# Selected text
********

Applies to:
- Plan -
- Deployment -
Summary
Invoke calls hung for 400–600s while model generation completed in seconds. The root cause is a Node.js runtime/HTTP2 streaming bug in certain Node versions. Upgrade Node to a version that includes the bug fix (recommended) or apply a temporary client-side workaround.What is happening
The SDK’s invoke path can block for minutes when Node’s HTTP/2/streaming path misbehaves. Model generation and first-token timings remain fast. The long delay happens before or after the model spans — in the SDK invocation/streaming layer — so client-side timeouts (for example 120s) fire even though the gateway and model succeeded. Conditions that trigger it:- Running a Node.js runtime that contains a known HTTP/2/streaming bug (see Node.js issue #63989).
- Using the SDK invoke function or streaming responses over HTTP/2.
- Long-lived blocking in the invocation/streaming layer on the client process.
- Short LLM/generation spans (seconds).
- Long overall invoke span (minutes).
- Client-side timeout errors (e.g., timeouts) from your wrapper.
Fix or suggestion
Actionable steps:- Check your Node version:
- node -v
- Upgrade to a Node release that includes the fix (use the latest LTS or a release newer than the problematic version):
- With nvm:
- nvm install —lts
- nvm use —lts
- Or use your distro/package manager to install a supported release.

********

# Requirement 1
Output the passage of the Node.js invoke hang troubleshooting page from "- Long-lived blocking" up to and including "from your wrapper.", word for word.
# Requirement 2
Go on with the Node.js invoke hang troubleshooting page, starting right after its final line.

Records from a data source
********

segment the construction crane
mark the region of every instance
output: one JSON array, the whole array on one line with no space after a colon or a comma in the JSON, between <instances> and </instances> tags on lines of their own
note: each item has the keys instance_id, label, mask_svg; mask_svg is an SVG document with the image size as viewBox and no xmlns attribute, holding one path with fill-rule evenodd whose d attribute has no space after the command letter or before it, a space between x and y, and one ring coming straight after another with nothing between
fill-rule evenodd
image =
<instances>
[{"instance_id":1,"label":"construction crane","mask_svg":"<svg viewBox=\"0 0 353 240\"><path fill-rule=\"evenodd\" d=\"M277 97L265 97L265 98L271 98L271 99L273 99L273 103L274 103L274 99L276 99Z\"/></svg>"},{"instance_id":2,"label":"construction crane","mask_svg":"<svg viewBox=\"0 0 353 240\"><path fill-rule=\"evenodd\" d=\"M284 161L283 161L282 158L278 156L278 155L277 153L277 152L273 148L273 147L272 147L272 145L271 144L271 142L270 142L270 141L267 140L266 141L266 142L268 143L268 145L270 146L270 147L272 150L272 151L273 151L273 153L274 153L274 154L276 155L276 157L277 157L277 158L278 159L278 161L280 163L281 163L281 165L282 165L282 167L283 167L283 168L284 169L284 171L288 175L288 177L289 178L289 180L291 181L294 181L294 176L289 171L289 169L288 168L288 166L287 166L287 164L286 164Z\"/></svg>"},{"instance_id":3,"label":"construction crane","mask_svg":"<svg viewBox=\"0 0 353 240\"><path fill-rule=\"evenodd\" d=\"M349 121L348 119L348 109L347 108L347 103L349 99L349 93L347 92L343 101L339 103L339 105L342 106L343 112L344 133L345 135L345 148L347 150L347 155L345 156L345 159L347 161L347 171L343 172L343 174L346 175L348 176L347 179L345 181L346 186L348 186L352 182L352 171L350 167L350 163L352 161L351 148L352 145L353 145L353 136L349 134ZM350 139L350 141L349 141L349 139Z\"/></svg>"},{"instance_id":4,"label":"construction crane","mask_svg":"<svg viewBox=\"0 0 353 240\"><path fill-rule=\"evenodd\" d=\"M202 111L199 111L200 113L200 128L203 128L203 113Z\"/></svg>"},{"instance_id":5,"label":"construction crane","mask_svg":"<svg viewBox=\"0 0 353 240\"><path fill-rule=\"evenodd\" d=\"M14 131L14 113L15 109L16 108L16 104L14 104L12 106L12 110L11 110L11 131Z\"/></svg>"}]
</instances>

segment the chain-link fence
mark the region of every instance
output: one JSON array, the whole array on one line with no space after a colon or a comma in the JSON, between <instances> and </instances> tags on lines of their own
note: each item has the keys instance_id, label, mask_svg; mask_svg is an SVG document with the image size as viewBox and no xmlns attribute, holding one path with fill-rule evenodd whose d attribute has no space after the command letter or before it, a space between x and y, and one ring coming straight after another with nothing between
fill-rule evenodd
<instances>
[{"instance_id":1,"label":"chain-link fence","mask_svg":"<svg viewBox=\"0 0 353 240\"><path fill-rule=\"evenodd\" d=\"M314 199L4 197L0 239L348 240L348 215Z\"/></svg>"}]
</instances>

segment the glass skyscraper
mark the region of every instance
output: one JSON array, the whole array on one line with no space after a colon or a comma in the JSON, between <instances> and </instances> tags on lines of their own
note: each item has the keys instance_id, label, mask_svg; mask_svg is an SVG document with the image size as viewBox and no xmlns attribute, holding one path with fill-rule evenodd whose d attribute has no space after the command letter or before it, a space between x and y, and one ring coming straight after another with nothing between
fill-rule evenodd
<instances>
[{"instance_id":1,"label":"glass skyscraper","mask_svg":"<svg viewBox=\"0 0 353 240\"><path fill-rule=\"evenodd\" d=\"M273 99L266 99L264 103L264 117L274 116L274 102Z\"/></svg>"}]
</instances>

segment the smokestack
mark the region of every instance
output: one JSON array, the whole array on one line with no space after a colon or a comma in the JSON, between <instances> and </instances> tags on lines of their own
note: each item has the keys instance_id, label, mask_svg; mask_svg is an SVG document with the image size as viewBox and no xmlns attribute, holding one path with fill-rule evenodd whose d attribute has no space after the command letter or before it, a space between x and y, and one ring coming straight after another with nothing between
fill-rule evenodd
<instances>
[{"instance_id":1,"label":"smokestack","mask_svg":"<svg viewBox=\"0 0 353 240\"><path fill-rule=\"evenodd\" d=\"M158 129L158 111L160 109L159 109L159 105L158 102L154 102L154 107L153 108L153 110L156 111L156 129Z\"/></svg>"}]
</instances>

********

# Answer box 1
- Long-lived blocking in the invocation/streaming layer on the client process.
- Short LLM/generation spans (seconds).
- Long overall invoke span (minutes).
- Client-side timeout errors (e.g., timeouts) from your wrapper.

# Answer box 2
- With nvm:
- Restart your application process(s) after upgrading.
- Re-run requests that previously hung.
- Node.js 24.17.0 exhibited the problem.
- Downgrading to Node.js 24.16.0 resolved the issue for some users.
How to confirm it worked
- Reproduce the prior request and verify the overall invoke span is now short (matching the model span). Time-to-first-token should be in seconds, not minutes.
- Confirm your client logs no longer show the client-side timeout error (e.g., “timed out after 120000ms”) for the same requests.
Notes
- The issue has been linked to a Node.js runtime bug (Node.js issue #63989). If possible, monitor Node.js release notes for the specific fix and choose a patched LTS release.
- If problems persist after upgrading, collect a minimal repro and the relevant traces showing invoke vs LLM spans and submit them for further analysis.